[start]

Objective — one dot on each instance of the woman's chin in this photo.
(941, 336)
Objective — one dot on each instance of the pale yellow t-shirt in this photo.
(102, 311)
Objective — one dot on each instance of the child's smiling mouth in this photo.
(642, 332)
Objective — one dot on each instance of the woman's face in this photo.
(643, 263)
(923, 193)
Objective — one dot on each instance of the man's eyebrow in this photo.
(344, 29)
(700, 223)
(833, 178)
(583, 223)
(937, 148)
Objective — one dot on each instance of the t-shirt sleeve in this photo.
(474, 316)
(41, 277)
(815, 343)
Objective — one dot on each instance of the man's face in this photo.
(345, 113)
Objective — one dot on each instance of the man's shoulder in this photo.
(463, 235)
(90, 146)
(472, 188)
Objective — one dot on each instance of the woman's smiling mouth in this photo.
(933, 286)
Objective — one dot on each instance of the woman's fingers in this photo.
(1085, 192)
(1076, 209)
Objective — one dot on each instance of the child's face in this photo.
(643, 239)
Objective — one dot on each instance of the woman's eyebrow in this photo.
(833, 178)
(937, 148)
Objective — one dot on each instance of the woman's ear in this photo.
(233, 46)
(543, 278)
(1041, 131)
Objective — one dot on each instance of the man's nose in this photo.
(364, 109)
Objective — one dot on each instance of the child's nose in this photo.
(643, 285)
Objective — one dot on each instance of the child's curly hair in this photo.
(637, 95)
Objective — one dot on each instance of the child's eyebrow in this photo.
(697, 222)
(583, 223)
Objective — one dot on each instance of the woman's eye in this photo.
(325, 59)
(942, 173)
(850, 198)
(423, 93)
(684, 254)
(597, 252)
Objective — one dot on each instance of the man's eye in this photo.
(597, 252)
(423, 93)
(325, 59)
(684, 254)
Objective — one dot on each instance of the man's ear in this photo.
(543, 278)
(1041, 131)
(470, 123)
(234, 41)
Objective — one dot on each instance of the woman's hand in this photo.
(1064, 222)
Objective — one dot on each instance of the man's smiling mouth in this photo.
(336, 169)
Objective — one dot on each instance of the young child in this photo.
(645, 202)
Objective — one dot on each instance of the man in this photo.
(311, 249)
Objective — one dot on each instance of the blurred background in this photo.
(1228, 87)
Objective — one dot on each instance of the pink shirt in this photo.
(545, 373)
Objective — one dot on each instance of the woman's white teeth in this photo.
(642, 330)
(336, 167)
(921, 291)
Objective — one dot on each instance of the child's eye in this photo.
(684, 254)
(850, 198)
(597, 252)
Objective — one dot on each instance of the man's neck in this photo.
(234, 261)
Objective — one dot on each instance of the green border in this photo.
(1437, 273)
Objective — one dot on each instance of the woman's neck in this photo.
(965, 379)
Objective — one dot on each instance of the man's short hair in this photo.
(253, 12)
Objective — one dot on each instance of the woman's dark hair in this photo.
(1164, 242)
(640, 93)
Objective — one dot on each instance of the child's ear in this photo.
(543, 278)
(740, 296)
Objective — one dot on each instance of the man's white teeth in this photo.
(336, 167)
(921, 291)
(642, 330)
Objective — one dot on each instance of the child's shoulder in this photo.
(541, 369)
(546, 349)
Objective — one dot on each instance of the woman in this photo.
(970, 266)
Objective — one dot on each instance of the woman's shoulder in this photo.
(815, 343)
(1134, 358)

[end]
[start]

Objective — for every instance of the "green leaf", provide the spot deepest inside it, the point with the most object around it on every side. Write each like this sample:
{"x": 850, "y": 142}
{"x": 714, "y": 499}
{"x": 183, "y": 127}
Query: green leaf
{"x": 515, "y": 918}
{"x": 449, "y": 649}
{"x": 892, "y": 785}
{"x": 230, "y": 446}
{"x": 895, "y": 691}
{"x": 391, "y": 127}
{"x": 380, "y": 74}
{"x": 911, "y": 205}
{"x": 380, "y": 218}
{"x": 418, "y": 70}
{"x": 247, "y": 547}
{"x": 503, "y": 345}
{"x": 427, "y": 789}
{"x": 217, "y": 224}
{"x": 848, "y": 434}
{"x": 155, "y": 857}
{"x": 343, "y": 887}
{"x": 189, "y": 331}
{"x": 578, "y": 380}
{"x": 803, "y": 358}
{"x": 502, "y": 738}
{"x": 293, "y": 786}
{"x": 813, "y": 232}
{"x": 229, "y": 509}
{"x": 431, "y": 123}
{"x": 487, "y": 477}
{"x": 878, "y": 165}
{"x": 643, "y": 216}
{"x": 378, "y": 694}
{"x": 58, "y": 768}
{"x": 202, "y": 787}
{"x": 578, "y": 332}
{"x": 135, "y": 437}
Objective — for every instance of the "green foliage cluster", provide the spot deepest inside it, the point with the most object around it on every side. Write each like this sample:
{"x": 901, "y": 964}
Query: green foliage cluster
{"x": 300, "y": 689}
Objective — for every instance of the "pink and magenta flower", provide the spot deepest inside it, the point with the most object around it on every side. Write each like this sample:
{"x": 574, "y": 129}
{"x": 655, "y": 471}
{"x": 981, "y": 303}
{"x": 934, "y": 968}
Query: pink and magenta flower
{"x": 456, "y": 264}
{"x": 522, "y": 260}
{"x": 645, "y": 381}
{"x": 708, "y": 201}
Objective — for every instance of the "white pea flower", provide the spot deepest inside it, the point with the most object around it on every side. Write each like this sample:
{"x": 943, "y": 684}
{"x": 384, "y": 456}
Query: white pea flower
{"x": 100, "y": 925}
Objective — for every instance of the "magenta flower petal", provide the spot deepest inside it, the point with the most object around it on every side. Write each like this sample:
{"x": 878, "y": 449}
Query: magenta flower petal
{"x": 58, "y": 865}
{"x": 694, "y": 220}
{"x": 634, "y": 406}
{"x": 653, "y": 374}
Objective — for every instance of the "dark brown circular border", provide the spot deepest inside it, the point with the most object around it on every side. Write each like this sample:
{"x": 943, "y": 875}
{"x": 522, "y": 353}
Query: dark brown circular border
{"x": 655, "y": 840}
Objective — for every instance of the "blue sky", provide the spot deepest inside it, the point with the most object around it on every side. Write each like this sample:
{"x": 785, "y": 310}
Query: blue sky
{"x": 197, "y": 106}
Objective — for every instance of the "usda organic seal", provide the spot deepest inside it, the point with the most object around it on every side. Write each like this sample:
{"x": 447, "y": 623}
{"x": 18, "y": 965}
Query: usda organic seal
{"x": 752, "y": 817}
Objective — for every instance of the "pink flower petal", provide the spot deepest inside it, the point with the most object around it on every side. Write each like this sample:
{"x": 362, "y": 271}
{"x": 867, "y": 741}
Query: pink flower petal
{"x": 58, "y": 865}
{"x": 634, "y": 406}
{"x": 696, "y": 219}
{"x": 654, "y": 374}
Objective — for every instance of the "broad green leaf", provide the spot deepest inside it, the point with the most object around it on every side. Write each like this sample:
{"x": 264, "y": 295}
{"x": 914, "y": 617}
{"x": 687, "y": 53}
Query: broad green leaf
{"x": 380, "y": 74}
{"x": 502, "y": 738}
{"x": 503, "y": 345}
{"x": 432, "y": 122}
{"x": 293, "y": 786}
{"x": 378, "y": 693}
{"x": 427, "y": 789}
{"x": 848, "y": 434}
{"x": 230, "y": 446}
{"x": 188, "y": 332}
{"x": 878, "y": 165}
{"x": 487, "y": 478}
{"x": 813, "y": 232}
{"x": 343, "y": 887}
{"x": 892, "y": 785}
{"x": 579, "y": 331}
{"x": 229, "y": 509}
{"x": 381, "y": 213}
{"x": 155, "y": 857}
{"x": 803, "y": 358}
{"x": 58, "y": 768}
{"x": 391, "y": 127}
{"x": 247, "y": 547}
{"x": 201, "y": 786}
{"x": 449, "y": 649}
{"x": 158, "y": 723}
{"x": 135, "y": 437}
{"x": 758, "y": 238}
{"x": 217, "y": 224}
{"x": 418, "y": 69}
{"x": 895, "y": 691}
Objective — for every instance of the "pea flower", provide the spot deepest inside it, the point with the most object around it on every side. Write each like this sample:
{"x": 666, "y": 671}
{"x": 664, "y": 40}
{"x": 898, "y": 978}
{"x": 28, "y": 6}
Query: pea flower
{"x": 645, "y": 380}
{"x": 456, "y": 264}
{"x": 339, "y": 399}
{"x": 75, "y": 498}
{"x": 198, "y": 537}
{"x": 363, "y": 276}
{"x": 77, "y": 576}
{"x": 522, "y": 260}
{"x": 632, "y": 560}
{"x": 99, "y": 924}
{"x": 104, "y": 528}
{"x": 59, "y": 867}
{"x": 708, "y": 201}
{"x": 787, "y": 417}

[end]

Extract every line of the listing containing the string "Query".

ANSWER TO THE EXERCISE:
Query: green leaf
Query: green foliage cluster
Query: pink and magenta flower
Query: white pea flower
Query: magenta flower petal
Query: dark brown circular border
Query: blue sky
Query: usda organic seal
Query: pink flower petal
Query: broad green leaf
Query: pea flower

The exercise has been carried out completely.